Exercise description → Return only this: the line with "Each instance receives a single keypoint. Tag the paved" and all the lines that follow it below, through the final one, exactly as they are.
────────
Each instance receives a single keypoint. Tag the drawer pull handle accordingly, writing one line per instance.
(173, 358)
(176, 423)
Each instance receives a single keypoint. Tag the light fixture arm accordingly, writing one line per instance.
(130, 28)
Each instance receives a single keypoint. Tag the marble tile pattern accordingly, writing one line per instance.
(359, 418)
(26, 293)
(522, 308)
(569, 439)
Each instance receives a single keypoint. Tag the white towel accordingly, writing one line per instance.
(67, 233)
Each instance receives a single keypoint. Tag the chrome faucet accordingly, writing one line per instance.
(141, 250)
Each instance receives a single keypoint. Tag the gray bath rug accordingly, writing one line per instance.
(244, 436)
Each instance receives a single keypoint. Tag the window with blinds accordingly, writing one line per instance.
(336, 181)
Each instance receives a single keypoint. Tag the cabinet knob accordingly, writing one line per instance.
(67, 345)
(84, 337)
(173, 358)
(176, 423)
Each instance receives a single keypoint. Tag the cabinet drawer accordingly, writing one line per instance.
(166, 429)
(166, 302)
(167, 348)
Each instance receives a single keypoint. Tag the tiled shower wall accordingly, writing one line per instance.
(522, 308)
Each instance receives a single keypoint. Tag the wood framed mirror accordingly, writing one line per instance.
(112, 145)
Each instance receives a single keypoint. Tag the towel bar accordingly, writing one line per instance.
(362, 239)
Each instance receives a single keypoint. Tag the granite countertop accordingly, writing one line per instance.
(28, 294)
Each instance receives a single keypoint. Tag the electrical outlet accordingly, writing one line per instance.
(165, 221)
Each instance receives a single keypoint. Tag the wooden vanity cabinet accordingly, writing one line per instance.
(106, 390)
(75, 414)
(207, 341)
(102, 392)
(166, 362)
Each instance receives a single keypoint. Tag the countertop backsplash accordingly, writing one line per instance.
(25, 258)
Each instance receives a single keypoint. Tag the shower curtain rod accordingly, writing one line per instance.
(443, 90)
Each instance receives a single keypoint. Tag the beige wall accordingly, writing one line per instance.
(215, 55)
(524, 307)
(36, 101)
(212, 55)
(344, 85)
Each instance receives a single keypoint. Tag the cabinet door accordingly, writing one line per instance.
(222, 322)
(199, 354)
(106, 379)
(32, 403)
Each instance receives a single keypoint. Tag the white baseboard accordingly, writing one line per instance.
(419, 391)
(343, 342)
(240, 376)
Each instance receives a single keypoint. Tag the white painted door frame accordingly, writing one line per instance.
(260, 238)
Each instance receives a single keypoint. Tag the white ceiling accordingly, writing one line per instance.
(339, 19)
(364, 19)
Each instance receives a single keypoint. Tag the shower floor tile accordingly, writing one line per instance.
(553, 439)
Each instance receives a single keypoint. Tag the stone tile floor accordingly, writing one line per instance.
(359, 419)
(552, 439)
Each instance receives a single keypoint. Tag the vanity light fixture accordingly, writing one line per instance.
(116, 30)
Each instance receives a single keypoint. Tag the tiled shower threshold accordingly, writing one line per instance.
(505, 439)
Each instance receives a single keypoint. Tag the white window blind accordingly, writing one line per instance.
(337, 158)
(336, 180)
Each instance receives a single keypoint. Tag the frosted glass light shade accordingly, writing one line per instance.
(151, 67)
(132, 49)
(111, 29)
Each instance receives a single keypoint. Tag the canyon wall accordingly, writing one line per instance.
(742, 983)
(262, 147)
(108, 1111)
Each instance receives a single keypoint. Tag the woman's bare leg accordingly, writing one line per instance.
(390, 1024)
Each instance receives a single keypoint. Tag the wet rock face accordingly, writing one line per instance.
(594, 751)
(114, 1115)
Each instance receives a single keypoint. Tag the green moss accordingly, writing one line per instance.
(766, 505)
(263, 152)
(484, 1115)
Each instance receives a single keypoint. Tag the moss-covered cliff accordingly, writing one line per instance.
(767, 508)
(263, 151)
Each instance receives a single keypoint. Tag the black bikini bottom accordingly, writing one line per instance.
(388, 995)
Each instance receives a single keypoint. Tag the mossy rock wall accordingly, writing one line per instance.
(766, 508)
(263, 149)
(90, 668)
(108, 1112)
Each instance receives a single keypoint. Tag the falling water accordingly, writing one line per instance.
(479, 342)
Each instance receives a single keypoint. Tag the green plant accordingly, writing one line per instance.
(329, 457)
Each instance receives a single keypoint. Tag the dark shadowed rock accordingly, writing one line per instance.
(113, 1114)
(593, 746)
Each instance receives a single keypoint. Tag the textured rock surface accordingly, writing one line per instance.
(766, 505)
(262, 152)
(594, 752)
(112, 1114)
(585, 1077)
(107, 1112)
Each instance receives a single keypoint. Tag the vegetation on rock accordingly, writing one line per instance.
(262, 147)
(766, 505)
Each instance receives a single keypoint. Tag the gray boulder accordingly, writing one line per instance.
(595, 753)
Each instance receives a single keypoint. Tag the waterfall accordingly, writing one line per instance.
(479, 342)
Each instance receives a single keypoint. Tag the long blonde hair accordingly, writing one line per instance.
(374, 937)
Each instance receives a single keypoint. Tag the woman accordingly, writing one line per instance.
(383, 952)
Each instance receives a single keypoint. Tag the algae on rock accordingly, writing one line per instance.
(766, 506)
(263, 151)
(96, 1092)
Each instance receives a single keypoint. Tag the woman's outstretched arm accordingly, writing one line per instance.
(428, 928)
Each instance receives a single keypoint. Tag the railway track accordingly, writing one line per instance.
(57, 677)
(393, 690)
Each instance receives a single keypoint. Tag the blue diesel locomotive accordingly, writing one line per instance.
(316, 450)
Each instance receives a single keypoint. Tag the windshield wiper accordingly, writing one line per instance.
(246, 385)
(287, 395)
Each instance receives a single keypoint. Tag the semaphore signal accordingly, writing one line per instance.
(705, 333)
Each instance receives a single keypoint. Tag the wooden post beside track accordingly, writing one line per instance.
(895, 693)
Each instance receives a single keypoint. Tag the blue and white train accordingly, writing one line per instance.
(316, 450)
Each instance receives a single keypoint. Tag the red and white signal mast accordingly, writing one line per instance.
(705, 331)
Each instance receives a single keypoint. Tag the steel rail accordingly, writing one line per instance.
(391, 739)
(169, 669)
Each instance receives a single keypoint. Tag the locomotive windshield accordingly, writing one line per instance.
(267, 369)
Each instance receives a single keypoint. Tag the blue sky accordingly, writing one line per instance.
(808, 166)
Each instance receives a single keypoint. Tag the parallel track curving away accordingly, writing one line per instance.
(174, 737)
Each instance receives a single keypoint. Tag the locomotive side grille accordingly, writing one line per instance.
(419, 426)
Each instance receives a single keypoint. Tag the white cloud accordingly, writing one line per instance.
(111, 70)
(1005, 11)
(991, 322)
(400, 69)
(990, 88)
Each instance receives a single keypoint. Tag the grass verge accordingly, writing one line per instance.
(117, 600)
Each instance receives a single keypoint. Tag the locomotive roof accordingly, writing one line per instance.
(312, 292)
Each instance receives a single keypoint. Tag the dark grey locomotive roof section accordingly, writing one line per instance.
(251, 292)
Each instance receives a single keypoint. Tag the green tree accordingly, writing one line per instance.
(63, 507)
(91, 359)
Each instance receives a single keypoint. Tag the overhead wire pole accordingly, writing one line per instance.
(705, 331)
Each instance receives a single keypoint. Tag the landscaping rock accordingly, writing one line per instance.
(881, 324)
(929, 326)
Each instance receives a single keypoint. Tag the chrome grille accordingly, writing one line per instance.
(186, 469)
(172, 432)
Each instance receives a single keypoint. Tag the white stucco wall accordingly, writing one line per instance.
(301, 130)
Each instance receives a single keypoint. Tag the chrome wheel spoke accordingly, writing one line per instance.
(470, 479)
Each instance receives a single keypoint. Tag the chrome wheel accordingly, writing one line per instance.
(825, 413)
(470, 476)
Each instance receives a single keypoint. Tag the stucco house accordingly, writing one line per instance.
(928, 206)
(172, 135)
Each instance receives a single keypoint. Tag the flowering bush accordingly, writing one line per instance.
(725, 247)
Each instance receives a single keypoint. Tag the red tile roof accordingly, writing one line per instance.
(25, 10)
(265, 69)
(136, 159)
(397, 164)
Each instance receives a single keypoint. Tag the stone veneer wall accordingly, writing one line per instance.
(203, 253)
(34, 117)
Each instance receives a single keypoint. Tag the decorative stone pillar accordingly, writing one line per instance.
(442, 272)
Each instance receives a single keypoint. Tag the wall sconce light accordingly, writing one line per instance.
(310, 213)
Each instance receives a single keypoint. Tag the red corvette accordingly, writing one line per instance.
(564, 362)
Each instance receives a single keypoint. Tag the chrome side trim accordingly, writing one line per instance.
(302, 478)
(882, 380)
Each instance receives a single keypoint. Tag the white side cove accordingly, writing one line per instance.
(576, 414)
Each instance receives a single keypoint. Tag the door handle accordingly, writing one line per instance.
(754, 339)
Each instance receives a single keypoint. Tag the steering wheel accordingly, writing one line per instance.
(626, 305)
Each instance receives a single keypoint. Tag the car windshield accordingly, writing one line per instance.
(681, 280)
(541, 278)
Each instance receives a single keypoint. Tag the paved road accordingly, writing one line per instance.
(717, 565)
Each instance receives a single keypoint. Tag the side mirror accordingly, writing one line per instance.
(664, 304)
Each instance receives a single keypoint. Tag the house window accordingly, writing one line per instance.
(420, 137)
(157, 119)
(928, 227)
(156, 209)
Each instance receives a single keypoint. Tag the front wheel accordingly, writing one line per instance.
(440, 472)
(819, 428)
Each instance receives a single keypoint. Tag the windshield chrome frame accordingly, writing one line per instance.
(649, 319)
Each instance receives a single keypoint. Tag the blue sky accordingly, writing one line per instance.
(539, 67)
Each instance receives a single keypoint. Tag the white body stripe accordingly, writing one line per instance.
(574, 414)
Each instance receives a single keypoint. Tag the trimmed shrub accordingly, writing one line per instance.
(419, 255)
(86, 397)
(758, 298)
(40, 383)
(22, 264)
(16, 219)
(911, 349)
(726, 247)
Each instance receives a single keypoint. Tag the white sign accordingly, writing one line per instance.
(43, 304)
────────
Response →
Each instance receives a single keypoint. Tag the paved road accordingly, writing one line per instance.
(717, 565)
Each instance receives a single keypoint. Tag the side mirror accordingly, writing one line per instance.
(664, 304)
Each instance receives a single keypoint. Tag the house window accordingly, writing one line per instance.
(420, 137)
(157, 119)
(928, 227)
(156, 209)
Each instance receives a single keypoint. Tag the front wheel accordingly, writing one line per instance.
(440, 472)
(819, 428)
Each instance receives a single keypoint. Tag the windshield chrome frame accordingly, writing one line per instance.
(649, 319)
Each instance receives a single keypoint. Tag the blue sky accordingly, writing one line per instance.
(539, 67)
Each instance receives a single keypoint. Tag the white body stripe accordingly, writing one line per instance.
(574, 414)
Each instance receives a single keypoint. Tag the trimmed shrub accordingly, writing one line per instance.
(419, 255)
(86, 397)
(758, 298)
(40, 383)
(22, 264)
(16, 219)
(911, 349)
(726, 247)
Each instance receives a single keypoint. Tag the white sign accordingly, writing one line per instance.
(43, 304)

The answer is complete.